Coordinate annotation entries
______________________________

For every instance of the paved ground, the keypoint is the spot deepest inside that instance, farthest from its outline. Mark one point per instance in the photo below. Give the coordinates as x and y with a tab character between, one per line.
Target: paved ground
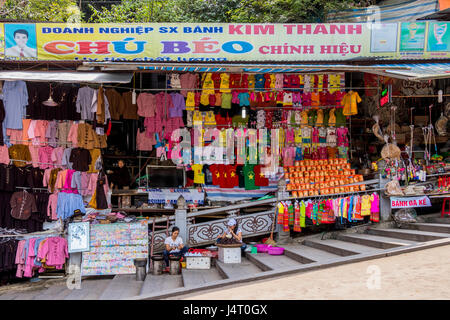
418	275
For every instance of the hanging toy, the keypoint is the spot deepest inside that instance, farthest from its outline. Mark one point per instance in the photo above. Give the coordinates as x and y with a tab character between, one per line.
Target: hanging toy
376	129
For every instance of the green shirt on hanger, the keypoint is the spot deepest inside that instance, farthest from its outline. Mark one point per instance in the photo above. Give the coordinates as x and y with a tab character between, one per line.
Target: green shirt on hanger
326	117
340	118
249	176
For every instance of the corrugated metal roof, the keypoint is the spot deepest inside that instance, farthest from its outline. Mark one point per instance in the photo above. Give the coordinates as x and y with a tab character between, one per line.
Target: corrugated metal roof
422	71
408	10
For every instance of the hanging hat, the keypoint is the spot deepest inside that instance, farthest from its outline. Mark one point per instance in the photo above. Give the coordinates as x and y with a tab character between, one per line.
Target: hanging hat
231	222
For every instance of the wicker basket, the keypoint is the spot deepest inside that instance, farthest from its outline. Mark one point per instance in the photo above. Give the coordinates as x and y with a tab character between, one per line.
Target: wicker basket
233	245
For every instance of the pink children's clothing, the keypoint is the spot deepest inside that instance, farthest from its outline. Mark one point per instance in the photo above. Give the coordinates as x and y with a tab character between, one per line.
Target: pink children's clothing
289	156
145	143
375	206
57	155
342	137
73	135
146	105
15	136
68	183
34	151
45	157
4	155
315	135
52	205
55	252
20	258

______________________________

Exercise:
Print nothing but the lines from the line with "For every instance of the wicker" to the last line of the records above. Both of those lines count.

Result:
For every instance of the wicker basket, the keypoint is the spot deepest inside that instance, farthest from its outline. Mark one point per instance in the photo above. Give the coordinates as x and y with a tab character between, one per line.
Target: wicker basket
233	245
For every instance of the pink children's clothing, the keypoint is the spot deepest inside that instance, farthest from its outline. Mark one point per instance in the photo above. Give the coordinates as x and y with a tab character between, one per line.
Target: pink children's clothing
289	156
145	143
375	206
57	155
342	137
73	135
146	105
15	136
68	183
34	151
45	157
4	155
315	135
52	205
55	252
20	258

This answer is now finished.